**QUELLTEXT**.

○ ○ ○

Anthroposophisches Heilzentrum eröffnet
In der alten Schneidmühle Hirschhorn praktiziert jetzt mit neuen Heilverfahren ein Team aus Ärzten, Psychologin, Heilpraktiker, Therapeuten.

Von Elisabeth Murr-Brück
Hirschhorn. Von der Hainbrunner Straße sind es nur ein paar Meter rechts ab über eine kleine Brücke am Finkenbach zur alten Schneidmühle. Es fühlt sich an wie der Übergang in eine andere Welt. Zeitmaschine rückwärts, Ruhe, Beschaulichkeit, Idylle. 500 Jahre war die Mühle ein wirtschaftliches Zentrum in Hirschhorn, jetzt sieht es aus, als sei die Zeit oben an der Straße an ihr vorbeigezogen. Im Winter vor drei Jahren sah der Arzt Christoph Broens das Anwesen zum ersten Mal und erkannte praktisch auf Anhieb das Potenzial dieser Liegenschaft. Am Sonntag hat er hier das Michael-Heilzentrum eröffnet. Ein Therapie-Ort für medizinische Behandlung auf der Grundlage der Anthroposophie soll es sein, erweitert um neue Heilverfahren, falls erforderlich werden schulmedizinische Maßnahmen mit einbezogen (wir berichteten).

○ ○ ○

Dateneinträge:
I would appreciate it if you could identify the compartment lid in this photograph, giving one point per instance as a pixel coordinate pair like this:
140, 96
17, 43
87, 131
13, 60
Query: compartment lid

○ ○ ○

Wie geht der Bericht über die Eröffnung des Heilzentrums in der alten Schneidmühle weiter? Führe ihn im Anschluss an seinen letzten Satz fort.

**ERWARTETE ANTWORT**.
Im schweizerischen Baden hat der Internist und Allgemeinmediziner eine anthroposophisch ausgerichtete Praxis. Besonders nachgefragt ist seine Behandlung von Tumor-Patienten mit Hyperthermie (künstlichem Fieber) in der angeschlossenen Tagesklinik, nun bietet er das Verfahren auch in Hirschhorn an. Wie die Schweizer Praxis soll das Michael-Heilzentrum schwerpunktmäßig ein Anlaufpunkt für Menschen mit chronischen und psychischen Erkrankungen sein, aber auch eine klassische hausärztliche Versorgung ist hier möglich. Angeboten wird zudem eine begleitende Unterstützung für Patienten, die den Wunsch haben, über ihre Behandlung anderenorts ausgiebig und in Ruhe zu sprechen und sich zu informieren.
Drei Ärzte mit schulmedizinischer und anthroposophischer Ausbildung, ein Medizinstudent, eine Psychologin, Heilpraktiker und ein großes Team von Therapeuten unterschiedlicher Fachrichtungen arbeiten in der Einrichtung.
Auch die Alternativ-Medizin werde immer technischer, die Distanz zu den Menschen immer größer, sagt Christoph Broens. Eine Möglichkeit für einen unmittelbaren Zugang zu den Patienten, aber auch der Patienten zu sich selbst sieht er in zwei neuen körpertherapeutischen Ansätzen, die das anthroposophische Behandlungsspektrum erweitern.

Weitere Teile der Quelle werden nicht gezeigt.